TASK LIST:
a) Answer these questions on the idasanutlin article:
(i) Which drug is idasanutlin being tested in combination with?
(ii) What response rate does the idasanutlin article give for the first salvage population?
(iii) What is the primary endpoint of the MIRROS trial?
b) From the idasanutlin article, extract the part that opens with the words containing "Marina Konopleva, MD" and closes with "this patient population.".

EXTRACT PROVIDED:
Marina Konopleva, MD

Investigators are hopeful that idasanutlin, a novel small molecule that targets the MDM2 protein, can improve the efficacy of chemotherapy in patients with relapsed/refractory acute myeloid leukemia (AML). This agent is being tested in combination with cytarabine, which is commonly used as a first or second salvage therapy in this patient population.

“Relapsed AML is a difficult disease to tackle, especially because salvage therapy response rates drop from about 75% in newly diagnosed patients to 40% in the first salvage population and the second salvage population [has response rates of] about 15% to 20%, so it’s hard to cure anybody at this stage,” said Marina Y. Konopleva, MD, PhD, professor in the Department of Leukemia at The University of Texas MD Anderson Cancer Center in Houston.

Figure. Idasanutlin With Cytarabine in Relapsed/Refractory AML

The international phase III MIRROS clinical trial (NCT02545283) is currently enrolling patients with relapsed/refractory AML, according to Konopleva, who is the principal investigator at MD Anderson. Participants must have experienced 1 or 2 relapses. They also must have received no more than 2 prior induction regimens, and 1 or both must have included cytarabine with an anthracycline. Those who qualify will be randomized to either idasanutlin with cytarabine or cytarabine with a placebo (Figure).Notably, the primary endpoint is overall survival (OS) and will be assessed in a subset of the patient population with TP53 wild type, with OS in the overall population as a secondary endpoint. Assessing the TP53 wild-type population as the primary endpoint is important because idasanutlin’s mechanism of action depends on p53, which is encoded by TP53.

Stored data entries
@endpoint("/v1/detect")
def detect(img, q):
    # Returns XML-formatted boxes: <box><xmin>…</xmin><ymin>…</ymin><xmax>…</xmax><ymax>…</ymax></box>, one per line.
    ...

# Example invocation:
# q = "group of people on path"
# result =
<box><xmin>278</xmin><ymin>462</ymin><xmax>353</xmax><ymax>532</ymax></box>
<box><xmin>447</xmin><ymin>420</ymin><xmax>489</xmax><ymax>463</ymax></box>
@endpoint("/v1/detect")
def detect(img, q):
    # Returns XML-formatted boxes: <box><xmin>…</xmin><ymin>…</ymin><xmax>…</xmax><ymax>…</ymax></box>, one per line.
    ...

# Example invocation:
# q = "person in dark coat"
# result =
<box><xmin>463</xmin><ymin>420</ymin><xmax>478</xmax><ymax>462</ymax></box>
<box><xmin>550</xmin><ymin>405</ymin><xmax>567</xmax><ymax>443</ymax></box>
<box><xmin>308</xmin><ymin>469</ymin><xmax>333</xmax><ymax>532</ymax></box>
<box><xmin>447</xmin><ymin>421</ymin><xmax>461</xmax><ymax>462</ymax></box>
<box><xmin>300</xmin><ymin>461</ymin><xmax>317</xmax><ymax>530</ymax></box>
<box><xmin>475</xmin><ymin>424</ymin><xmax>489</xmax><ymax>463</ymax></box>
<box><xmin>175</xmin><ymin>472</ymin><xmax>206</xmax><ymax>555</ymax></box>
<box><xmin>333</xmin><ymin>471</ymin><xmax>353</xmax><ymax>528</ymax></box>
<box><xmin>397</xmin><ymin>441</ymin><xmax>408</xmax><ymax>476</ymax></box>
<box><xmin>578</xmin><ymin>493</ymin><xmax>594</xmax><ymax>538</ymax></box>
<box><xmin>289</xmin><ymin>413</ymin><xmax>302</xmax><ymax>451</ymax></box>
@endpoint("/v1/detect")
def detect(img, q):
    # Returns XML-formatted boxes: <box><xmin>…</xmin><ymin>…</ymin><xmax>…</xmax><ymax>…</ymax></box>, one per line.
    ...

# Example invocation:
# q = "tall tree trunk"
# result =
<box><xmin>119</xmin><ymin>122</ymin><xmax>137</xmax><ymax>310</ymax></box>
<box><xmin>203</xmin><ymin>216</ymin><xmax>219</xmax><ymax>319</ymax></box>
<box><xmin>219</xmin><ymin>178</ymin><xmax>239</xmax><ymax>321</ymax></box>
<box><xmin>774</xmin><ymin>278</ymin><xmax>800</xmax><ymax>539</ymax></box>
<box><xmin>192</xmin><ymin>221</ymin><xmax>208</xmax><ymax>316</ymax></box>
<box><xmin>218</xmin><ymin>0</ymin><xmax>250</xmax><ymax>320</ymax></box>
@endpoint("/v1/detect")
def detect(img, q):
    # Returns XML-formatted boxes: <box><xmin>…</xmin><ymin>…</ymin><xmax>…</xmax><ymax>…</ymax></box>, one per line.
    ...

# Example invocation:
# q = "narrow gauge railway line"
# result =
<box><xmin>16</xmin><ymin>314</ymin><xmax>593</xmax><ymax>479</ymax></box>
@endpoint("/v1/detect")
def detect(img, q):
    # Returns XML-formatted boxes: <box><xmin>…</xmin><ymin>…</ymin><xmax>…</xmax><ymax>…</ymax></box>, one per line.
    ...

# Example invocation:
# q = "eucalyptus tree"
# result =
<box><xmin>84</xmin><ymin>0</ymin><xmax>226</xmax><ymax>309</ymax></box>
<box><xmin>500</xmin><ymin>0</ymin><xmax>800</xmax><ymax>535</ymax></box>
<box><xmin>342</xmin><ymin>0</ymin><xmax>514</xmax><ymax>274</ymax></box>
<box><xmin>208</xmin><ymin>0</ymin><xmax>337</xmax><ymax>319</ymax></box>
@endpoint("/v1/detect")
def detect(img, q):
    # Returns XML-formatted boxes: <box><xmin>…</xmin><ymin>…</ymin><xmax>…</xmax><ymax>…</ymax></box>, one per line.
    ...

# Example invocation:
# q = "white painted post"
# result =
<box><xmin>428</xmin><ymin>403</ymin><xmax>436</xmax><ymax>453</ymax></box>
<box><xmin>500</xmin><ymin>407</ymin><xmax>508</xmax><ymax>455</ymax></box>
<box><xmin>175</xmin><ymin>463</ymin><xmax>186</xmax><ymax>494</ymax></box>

RESPONSES:
a)
(i) Cytarabine
(ii) 40%
(iii) Overall survival (OS) in a subset of the patient population with TP53 wild type

b)
Marina Konopleva, MD

Investigators are hopeful that idasanutlin, a novel small molecule that targets the MDM2 protein, can improve the efficacy of chemotherapy in patients with relapsed/refractory acute myeloid leukemia (AML). This agent is being tested in combination with cytarabine, which is commonly used as a first or second salvage therapy in this patient population.